▸ **Kegiatan**:
Bisakah Anda menyalin ulang seluruh berita tentang aksi mogok supir Next Taksi tanpa mengubah satu kata pun?

▸ **Kutipan Teks**:
^^^^^^^^^^^^^^^^

Penulis: Paulus Witomo
Jakarta, PERISTIWAINDONESIA.com |
Puluhan Supir Next Taksi mengadakan aksi mogok kerja, Selasa (18/5/2021) di jalan Raya Keranggan No 26 Jakarta.
Mereka meminta kebijakan perusahaan untuk meninjau ulang soal setoran Mingguan yang sebelumnya dituangkan di dalam Surat Perjanjian Kemitraan.
Salah seorang kordinator aksi Budi H yang juga adalah pengemudi Next Taksi menjelaskan, di masa pandemi Covid-19 yang mengancam penduduk dunia seperti saat ini membuat penghasilan seluruh supir taksi konvensional sangat menurun tajam.
Apalagi untuk mencegah penularan pandemi Covid-19, pemerintah telah membuat berbagai kebijakan seperti Pembatasan Sosial Berskala Besar (PSBB) mengakibatkan penumpang amat jarang menggunakan jasa transportasi sehingga sangat berdampak pada mata pencaharian para supir Next Taksi.

^^^^^^^^^^^^^^^^

▸ **Data Hasil Ekstraksi**:
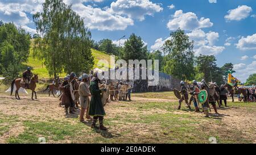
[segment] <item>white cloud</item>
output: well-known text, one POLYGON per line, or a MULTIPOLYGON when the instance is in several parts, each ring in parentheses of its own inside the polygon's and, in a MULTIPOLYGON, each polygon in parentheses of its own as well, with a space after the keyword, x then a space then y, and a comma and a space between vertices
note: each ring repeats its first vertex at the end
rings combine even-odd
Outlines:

^^^^^^^^^^^^^^^^

▸ **Jawaban Tertulis**:
Penulis: Paulus Witomo
Jakarta, PERISTIWAINDONESIA.com |
Puluhan Supir Next Taksi mengadakan aksi mogok kerja, Selasa (18/5/2021) di jalan Raya Keranggan No 26 Jakarta.
Mereka meminta kebijakan perusahaan untuk meninjau ulang soal setoran Mingguan yang sebelumnya dituangkan di dalam Surat Perjanjian Kemitraan.
Salah seorang kordinator aksi Budi H yang juga adalah pengemudi Next Taksi menjelaskan, di masa pandemi Covid-19 yang mengancam penduduk dunia seperti saat ini membuat penghasilan seluruh supir taksi konvensional sangat menurun tajam.
Apalagi untuk mencegah penularan pandemi Covid-19, pemerintah telah membuat berbagai kebijakan seperti Pembatasan Sosial Berskala Besar (PSBB) mengakibatkan penumpang amat jarang menggunakan jasa transportasi sehingga sangat berdampak pada mata pencaharian para supir Next Taksi.